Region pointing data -
· · · ·
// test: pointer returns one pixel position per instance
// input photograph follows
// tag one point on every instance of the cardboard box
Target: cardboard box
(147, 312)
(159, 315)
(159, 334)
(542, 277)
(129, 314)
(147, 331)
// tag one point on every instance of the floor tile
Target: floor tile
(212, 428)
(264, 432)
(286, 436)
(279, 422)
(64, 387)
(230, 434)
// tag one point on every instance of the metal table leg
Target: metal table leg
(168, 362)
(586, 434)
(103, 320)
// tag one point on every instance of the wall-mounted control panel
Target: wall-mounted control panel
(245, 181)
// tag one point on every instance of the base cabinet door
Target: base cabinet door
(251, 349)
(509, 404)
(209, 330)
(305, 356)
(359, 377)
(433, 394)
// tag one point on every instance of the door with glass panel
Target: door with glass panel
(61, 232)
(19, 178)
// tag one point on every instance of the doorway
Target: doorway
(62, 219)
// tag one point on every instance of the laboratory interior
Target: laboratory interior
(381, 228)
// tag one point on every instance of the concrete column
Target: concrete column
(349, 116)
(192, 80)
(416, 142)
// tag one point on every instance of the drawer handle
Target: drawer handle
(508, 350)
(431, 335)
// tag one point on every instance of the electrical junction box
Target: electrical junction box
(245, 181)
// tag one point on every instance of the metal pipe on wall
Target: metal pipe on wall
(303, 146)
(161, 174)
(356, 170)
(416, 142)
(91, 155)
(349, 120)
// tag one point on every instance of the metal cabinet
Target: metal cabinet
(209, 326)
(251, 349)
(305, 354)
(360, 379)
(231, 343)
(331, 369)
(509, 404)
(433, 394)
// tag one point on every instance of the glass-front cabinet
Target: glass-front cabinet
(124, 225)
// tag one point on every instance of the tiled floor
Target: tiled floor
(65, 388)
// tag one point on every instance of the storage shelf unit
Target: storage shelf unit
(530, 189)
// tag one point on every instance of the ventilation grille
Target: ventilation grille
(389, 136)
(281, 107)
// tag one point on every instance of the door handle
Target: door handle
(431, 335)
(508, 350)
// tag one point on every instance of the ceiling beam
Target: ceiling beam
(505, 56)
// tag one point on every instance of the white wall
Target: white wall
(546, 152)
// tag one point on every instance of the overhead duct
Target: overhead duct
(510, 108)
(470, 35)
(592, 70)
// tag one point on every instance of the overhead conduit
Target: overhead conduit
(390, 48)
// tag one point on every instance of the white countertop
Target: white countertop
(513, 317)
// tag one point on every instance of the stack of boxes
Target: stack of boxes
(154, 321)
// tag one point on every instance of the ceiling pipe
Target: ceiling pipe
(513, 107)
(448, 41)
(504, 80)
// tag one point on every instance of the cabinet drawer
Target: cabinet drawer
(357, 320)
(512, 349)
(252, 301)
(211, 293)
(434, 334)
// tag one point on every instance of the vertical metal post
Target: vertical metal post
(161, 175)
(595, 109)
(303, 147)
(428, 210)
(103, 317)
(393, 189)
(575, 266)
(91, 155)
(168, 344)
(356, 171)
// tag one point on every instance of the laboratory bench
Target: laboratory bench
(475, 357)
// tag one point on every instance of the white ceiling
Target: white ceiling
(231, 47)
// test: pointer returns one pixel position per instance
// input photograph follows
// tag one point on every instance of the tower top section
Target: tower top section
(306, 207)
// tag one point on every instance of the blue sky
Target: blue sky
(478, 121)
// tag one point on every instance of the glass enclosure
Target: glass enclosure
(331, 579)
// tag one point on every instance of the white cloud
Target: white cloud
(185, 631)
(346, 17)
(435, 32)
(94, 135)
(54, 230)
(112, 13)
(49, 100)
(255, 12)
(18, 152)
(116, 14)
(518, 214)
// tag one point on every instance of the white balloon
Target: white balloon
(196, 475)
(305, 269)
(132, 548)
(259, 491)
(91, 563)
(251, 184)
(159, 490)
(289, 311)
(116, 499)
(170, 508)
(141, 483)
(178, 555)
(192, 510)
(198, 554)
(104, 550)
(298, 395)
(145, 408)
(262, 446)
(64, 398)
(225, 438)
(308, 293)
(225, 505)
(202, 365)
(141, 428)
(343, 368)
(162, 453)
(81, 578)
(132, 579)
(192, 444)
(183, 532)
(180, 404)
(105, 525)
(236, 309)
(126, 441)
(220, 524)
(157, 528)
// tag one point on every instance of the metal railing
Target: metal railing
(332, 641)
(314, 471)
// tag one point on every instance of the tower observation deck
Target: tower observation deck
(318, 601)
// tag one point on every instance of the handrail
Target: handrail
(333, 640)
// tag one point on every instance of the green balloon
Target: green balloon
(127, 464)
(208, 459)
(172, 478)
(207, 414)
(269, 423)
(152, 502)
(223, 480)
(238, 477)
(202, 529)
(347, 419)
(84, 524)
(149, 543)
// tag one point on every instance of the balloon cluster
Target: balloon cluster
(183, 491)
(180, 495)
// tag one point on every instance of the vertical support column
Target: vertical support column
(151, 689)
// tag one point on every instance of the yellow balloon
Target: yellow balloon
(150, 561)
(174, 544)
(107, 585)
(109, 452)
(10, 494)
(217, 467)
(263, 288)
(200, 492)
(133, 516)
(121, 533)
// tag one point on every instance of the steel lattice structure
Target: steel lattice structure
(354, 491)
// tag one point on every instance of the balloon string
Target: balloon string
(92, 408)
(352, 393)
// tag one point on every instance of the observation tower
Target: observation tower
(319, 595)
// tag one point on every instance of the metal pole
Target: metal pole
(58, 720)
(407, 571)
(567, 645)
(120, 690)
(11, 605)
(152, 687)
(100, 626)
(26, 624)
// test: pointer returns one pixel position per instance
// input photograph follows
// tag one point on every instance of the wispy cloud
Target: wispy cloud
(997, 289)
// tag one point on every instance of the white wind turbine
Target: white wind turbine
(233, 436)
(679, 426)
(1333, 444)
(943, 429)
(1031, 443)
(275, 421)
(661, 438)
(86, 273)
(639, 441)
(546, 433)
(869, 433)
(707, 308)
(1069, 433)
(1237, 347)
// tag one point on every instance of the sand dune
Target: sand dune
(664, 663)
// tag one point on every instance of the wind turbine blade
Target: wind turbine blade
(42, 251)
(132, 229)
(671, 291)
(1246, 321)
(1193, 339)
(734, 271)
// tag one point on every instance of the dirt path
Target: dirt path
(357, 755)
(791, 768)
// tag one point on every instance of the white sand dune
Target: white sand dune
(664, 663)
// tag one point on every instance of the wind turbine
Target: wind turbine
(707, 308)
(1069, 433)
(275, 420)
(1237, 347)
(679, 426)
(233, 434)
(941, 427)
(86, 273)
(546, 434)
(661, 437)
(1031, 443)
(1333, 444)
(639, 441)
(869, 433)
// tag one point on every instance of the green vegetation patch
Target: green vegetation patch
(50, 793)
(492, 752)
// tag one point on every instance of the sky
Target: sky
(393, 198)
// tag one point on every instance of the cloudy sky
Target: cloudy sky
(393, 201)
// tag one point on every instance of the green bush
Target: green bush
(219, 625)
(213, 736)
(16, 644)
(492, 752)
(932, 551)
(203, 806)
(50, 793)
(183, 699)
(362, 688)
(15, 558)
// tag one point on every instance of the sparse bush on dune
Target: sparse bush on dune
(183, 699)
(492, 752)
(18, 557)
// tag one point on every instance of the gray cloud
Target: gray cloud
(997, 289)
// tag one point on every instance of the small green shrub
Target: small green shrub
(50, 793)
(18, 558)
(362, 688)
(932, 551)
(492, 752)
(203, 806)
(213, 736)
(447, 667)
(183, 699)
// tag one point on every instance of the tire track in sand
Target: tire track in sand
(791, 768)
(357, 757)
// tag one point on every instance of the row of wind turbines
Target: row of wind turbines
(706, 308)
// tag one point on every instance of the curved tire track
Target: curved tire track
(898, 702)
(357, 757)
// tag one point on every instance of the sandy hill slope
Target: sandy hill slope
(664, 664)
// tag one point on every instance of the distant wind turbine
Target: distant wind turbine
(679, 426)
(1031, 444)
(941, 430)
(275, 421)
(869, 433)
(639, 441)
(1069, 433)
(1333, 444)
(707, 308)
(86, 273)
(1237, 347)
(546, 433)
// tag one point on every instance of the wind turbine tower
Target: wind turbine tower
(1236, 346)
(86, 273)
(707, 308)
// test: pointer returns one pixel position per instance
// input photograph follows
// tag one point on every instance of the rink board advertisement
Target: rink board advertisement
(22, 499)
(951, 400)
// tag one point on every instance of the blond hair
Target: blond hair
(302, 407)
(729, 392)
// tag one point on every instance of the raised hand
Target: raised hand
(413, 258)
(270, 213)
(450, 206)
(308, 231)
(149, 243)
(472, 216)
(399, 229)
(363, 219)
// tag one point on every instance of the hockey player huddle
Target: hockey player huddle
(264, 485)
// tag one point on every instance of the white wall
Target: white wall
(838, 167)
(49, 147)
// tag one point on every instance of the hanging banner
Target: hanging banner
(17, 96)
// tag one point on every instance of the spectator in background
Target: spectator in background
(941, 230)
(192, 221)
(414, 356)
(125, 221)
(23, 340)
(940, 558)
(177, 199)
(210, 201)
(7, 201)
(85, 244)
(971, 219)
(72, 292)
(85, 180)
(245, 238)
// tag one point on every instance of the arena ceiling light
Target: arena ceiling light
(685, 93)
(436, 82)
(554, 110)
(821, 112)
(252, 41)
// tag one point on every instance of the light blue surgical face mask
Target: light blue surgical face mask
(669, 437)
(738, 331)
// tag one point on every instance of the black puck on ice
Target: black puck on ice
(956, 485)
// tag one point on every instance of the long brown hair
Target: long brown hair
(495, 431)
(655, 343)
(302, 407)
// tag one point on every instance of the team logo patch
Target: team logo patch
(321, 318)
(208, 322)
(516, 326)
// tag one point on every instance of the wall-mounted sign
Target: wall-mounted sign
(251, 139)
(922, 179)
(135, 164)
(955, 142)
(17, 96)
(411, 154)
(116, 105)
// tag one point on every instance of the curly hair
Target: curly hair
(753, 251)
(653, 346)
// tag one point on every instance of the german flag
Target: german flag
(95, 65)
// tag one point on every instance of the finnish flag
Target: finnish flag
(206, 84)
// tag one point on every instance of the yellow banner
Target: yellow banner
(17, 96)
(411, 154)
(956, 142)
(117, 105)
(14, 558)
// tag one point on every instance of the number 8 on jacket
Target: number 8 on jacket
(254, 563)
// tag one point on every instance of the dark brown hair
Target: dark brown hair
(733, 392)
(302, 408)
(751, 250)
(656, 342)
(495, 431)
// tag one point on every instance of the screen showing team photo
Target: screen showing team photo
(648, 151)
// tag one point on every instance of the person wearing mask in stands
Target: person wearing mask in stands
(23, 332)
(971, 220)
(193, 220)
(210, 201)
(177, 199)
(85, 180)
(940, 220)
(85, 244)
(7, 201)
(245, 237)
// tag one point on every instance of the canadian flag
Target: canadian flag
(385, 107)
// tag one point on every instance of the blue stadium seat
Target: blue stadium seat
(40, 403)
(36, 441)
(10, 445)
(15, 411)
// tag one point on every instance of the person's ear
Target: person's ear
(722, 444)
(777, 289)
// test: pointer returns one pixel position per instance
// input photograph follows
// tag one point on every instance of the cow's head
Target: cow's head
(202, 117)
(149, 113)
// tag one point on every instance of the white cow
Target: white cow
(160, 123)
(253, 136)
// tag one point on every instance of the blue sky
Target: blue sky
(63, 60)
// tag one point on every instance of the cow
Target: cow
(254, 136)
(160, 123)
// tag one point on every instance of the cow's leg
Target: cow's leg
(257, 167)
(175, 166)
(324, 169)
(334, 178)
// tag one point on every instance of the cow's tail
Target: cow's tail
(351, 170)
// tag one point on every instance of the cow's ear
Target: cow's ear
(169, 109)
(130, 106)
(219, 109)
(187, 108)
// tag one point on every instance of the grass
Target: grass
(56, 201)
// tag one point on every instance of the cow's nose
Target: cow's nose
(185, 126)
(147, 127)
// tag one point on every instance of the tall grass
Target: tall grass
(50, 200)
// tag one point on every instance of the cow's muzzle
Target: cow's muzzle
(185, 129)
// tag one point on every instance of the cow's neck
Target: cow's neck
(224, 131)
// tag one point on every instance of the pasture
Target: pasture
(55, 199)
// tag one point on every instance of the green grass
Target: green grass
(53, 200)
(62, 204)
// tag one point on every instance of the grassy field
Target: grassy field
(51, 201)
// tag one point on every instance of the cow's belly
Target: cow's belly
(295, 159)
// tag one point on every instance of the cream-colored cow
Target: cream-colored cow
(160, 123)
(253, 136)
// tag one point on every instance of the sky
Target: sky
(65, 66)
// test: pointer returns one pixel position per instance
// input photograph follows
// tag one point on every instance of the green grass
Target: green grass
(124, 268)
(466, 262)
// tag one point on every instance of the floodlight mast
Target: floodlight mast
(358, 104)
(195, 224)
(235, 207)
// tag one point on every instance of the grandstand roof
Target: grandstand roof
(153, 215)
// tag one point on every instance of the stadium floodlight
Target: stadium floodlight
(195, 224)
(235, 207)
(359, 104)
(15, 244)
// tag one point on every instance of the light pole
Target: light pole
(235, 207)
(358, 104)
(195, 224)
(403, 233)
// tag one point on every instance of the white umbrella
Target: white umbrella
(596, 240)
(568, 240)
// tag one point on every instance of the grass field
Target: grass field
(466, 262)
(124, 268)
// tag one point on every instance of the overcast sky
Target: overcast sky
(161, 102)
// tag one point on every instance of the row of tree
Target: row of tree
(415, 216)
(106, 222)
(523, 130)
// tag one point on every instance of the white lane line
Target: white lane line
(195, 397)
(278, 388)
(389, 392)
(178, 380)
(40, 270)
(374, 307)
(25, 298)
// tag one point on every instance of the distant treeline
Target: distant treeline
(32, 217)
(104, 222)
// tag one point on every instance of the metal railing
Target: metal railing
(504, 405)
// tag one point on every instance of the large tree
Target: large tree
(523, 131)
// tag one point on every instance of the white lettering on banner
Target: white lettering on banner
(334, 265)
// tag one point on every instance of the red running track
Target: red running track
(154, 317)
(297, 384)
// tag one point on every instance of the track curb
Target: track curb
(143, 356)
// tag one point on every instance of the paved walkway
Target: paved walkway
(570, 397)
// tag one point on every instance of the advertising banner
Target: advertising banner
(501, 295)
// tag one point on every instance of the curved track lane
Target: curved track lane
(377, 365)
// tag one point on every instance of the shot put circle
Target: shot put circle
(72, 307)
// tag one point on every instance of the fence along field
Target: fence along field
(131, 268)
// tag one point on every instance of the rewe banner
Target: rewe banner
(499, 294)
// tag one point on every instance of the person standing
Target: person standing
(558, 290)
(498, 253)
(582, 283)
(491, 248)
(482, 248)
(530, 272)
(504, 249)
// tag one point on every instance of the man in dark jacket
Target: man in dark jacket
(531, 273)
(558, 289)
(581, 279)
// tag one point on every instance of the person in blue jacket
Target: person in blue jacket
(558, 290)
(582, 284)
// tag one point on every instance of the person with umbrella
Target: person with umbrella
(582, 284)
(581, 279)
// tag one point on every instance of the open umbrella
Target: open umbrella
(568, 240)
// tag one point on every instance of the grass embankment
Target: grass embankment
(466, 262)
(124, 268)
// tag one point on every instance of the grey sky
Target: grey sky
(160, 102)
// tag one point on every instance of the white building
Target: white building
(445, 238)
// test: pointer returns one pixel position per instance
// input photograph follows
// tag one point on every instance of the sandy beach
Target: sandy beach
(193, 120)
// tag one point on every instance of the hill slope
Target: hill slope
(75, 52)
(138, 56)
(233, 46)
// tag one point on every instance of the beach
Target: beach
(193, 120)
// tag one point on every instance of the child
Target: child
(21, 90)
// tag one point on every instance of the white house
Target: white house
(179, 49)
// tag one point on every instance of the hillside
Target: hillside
· · · ·
What the task requires - Reproduce exactly, please, only the lines from the start of the data above to the line that contains "the metal table leg", with both ends kept.

Answer to this task -
// test: pointer returns one pixel position per instance
// input photograph follows
// tag one point on every instance of the cardboard box
Target: cardboard box
(147, 312)
(159, 315)
(159, 334)
(542, 277)
(129, 314)
(147, 331)
// tag one point on every instance of the floor tile
Target: floor tile
(212, 428)
(264, 432)
(286, 436)
(279, 422)
(64, 387)
(230, 434)
// tag one point on every instance of the metal table leg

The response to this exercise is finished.